## Task to complete:
Turn the lines of all the entries below into a numbered list, omitting any blank lines.

## Pointing entries for named objects:
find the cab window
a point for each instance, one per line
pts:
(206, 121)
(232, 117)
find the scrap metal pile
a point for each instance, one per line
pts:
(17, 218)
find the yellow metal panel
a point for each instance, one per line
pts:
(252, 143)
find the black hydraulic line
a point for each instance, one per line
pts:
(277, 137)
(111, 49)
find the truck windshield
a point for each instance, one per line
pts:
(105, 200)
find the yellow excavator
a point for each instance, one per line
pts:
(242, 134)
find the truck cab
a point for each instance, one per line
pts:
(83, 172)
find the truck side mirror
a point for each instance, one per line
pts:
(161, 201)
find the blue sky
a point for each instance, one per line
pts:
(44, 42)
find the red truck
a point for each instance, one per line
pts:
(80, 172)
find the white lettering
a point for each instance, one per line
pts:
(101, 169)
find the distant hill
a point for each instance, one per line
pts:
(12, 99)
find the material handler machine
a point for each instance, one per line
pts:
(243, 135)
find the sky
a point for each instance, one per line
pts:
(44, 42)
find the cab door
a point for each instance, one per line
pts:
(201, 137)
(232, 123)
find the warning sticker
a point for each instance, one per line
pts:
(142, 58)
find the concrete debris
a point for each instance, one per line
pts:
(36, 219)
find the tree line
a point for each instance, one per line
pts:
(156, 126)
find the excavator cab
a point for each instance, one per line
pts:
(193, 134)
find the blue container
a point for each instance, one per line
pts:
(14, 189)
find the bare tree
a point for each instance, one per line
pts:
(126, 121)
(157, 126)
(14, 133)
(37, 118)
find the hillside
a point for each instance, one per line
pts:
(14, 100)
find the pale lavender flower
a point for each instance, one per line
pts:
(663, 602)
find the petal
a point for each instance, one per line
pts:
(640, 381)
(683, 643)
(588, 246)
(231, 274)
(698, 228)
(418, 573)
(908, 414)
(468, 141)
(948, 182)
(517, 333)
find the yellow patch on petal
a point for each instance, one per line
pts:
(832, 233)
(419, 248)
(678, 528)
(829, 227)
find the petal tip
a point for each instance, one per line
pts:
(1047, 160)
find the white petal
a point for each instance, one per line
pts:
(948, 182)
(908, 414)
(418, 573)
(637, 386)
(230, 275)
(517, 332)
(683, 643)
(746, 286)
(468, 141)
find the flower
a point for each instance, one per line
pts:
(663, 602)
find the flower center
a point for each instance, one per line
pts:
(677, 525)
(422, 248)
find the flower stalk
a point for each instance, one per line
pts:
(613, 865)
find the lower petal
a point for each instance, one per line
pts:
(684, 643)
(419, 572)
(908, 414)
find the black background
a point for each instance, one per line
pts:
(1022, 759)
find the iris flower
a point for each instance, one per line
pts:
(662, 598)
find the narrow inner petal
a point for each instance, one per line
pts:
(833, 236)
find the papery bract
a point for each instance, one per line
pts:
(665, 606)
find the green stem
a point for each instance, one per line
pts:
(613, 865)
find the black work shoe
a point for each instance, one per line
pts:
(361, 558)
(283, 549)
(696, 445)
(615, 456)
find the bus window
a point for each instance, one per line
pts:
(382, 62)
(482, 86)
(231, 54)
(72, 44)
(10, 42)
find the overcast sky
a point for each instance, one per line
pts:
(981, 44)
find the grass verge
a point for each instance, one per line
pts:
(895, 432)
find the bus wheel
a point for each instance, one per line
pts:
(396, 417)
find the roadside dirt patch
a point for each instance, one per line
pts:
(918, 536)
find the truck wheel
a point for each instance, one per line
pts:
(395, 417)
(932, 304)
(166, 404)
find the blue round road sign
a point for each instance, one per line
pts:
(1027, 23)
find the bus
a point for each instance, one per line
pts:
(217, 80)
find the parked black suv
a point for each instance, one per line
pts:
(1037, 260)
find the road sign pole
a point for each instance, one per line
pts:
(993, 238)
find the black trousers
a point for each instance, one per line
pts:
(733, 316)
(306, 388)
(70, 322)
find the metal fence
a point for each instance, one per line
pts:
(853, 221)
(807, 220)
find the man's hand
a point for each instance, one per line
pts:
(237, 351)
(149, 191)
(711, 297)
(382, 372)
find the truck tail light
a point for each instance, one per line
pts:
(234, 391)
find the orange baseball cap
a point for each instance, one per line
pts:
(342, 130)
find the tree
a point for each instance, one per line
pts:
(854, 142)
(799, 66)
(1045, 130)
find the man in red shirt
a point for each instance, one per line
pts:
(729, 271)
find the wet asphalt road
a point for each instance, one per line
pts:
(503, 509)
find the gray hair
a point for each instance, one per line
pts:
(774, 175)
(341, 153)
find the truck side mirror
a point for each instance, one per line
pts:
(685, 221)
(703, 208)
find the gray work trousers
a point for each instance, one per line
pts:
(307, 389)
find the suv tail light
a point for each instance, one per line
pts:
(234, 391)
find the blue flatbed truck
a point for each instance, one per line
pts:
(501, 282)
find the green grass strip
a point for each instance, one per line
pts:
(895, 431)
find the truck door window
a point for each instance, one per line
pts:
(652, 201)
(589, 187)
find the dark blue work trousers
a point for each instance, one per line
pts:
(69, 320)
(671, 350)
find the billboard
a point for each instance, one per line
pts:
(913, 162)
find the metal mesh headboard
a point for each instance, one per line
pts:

## Expected answer:
1. find the cab window
2. a point for each instance, one per line
3. pts:
4. (206, 121)
5. (232, 117)
6. find the scrap metal pile
7. a point for each instance, one per line
8. pts:
9. (17, 218)
10. find the yellow metal panel
11. a point for each instance, one per line
12. pts:
13. (252, 143)
14. find the black hydraulic line
15. a point for each instance, one per line
16. pts:
17. (277, 137)
18. (111, 49)
19. find the truck windshield
20. a point for each instance, one per line
21. pts:
22. (105, 200)
23. find the yellow excavator
24. a point for each instance, one per line
25. pts:
26. (242, 134)
27. find the truck cab
28. a point for each instance, one per line
29. pts:
30. (83, 172)
31. find the truck side mirror
32. a point for each instance, one per line
33. pts:
34. (161, 201)
35. find the blue sky
36. a point for each instance, one per line
37. pts:
38. (44, 42)
39. find the red truck
40. a point for each instance, one per line
41. pts:
42. (80, 172)
43. find the white lettering
44. a point for each instance, one per line
45. pts:
46. (101, 169)
47. find the distant hill
48. a point for each instance, one per line
49. pts:
50. (12, 99)
51. find the material handler machine
52. a point for each instance, one per line
53. pts:
54. (243, 135)
55. find the sky
56. a point for each instance, one per line
57. pts:
58. (44, 42)
59. find the cab door
60. a point for each instance, one per line
61. pts:
62. (201, 137)
63. (232, 123)
64. find the warning sticker
65. a point for each instance, one per line
66. pts:
67. (142, 58)
68. find the concrete debris
69. a point for each instance, one per line
70. pts:
71. (36, 219)
72. find the tree line
73. a point for each instance, one per line
74. pts:
75. (156, 126)
76. find the excavator cab
77. a point for each instance, one per line
78. pts:
79. (193, 134)
80. find the blue container
81. a point for each instance, one per line
82. pts:
83. (14, 189)
84. find the bare tree
85. a point for each instance, one per line
86. pts:
87. (126, 121)
88. (157, 126)
89. (14, 133)
90. (37, 118)
91. find the hillside
92. a point for each instance, one per line
93. pts:
94. (14, 100)
95. find the pale lavender flower
96. a point for each instance, one per line
97. pts:
98. (663, 602)
99. find the petal
100. a point for each instance, one per line
101. pts:
102. (640, 381)
103. (683, 643)
104. (588, 246)
105. (231, 274)
106. (698, 228)
107. (418, 573)
108. (908, 414)
109. (468, 141)
110. (948, 182)
111. (517, 333)
112. find the yellow patch on petal
113. a point for each instance, one per line
114. pts:
115. (832, 233)
116. (419, 248)
117. (678, 528)
118. (829, 227)
119. find the petal tip
120. a point for each instance, one per line
121. pts:
122. (1047, 160)
123. find the white petal
124. a point for each instance, one per line
125. pts:
126. (948, 182)
127. (908, 414)
128. (418, 573)
129. (637, 386)
130. (230, 275)
131. (517, 332)
132. (683, 643)
133. (746, 286)
134. (468, 141)
135. find the flower
136. a point for each instance, one per line
137. pts:
138. (663, 602)
139. find the flower center
140. a point for each instance, one per line
141. pts:
142. (677, 525)
143. (422, 248)
144. find the flower stalk
145. a point for each instance, one per line
146. pts:
147. (613, 865)
148. find the lower petal
149. a point for each instance, one per line
150. pts:
151. (684, 643)
152. (419, 572)
153. (908, 414)
154. find the black background
155. a point for each instance, one per line
156. pts:
157. (1022, 759)
158. find the iris flower
159. a point for each instance, one per line
160. pts:
161. (662, 598)
162. find the narrow inner petal
163. a point for each instance, one per line
164. pts:
165. (833, 236)
166. find the papery bract
167. a point for each instance, one per line
168. pts:
169. (665, 606)
170. find the green stem
171. a point for each instance, one per line
172. pts:
173. (613, 865)
174. find the black work shoe
175. a point for each instance, one per line
176. pts:
177. (361, 558)
178. (283, 549)
179. (696, 445)
180. (615, 456)
181. find the bus window
182. a point for each instance, one per line
183. pts:
184. (382, 62)
185. (482, 86)
186. (231, 54)
187. (72, 44)
188. (10, 42)
189. find the overcast sky
190. a point for each instance, one per line
191. pts:
192. (981, 44)
193. find the grass verge
194. a point for each instance, one per line
195. pts:
196. (895, 432)
197. find the bus wheel
198. a point for each instance, one per line
199. pts:
200. (396, 417)
201. find the roadside dirt patch
202. a point for each instance, one per line
203. pts:
204. (918, 536)
205. find the truck wheel
206. a point for each instance, one per line
207. pts:
208. (395, 417)
209. (932, 304)
210. (166, 404)
211. find the blue round road sign
212. a point for each instance, one per line
213. pts:
214. (1027, 23)
215. find the bus
216. a point for each instance, one per line
217. pts:
218. (217, 80)
219. find the parked black suv
220. a point for each instance, one per line
221. pts:
222. (1037, 260)
223. find the road sign pole
224. a point for each instance, one per line
225. pts:
226. (993, 238)
227. find the black trousers
228. a point for each instance, one per line
229. pts:
230. (733, 316)
231. (306, 388)
232. (70, 322)
233. find the metal fence
234. a point for each instance, one per line
235. pts:
236. (853, 221)
237. (807, 220)
238. find the man's hand
239. a point for each instance, one per line
240. pts:
241. (237, 351)
242. (149, 191)
243. (711, 297)
244. (382, 372)
245. find the truck tail light
246. a point for each instance, one per line
247. pts:
248. (234, 391)
249. find the orange baseball cap
250. a point for each instance, one per line
251. pts:
252. (342, 130)
253. find the tree
254. a point for each instance, one per line
255. pts:
256. (854, 142)
257. (799, 66)
258. (1045, 130)
259. find the man in red shirt
260. a point for each instance, one per line
261. pts:
262. (729, 271)
263. find the wet asphalt road
264. a point for each instance, one per line
265. pts:
266. (503, 509)
267. find the gray hair
268. a point for each instance, one per line
269. pts:
270. (774, 175)
271. (341, 153)
272. find the truck side mirror
273. a point for each instance, one per line
274. pts:
275. (685, 221)
276. (703, 208)
277. find the gray work trousers
278. a point for each instance, one per line
279. pts:
280. (307, 389)
281. find the suv tail light
282. a point for each instance, one per line
283. pts:
284. (234, 391)
285. find the blue flatbed truck
286. a point for each instance, one per line
287. pts:
288. (501, 282)
289. find the green grass strip
290. a point for each instance, one per line
291. pts:
292. (895, 431)
293. find the truck door window
294. a point for each instance, one per line
295. pts:
296. (652, 201)
297. (589, 187)
298. find the dark blue work trousers
299. a point for each instance, one per line
300. pts:
301. (69, 320)
302. (671, 350)
303. find the billboard
304. a point for each instance, one per line
305. pts:
306. (913, 162)
307. find the metal mesh headboard
308. a point for each instance, one per line
309. pts:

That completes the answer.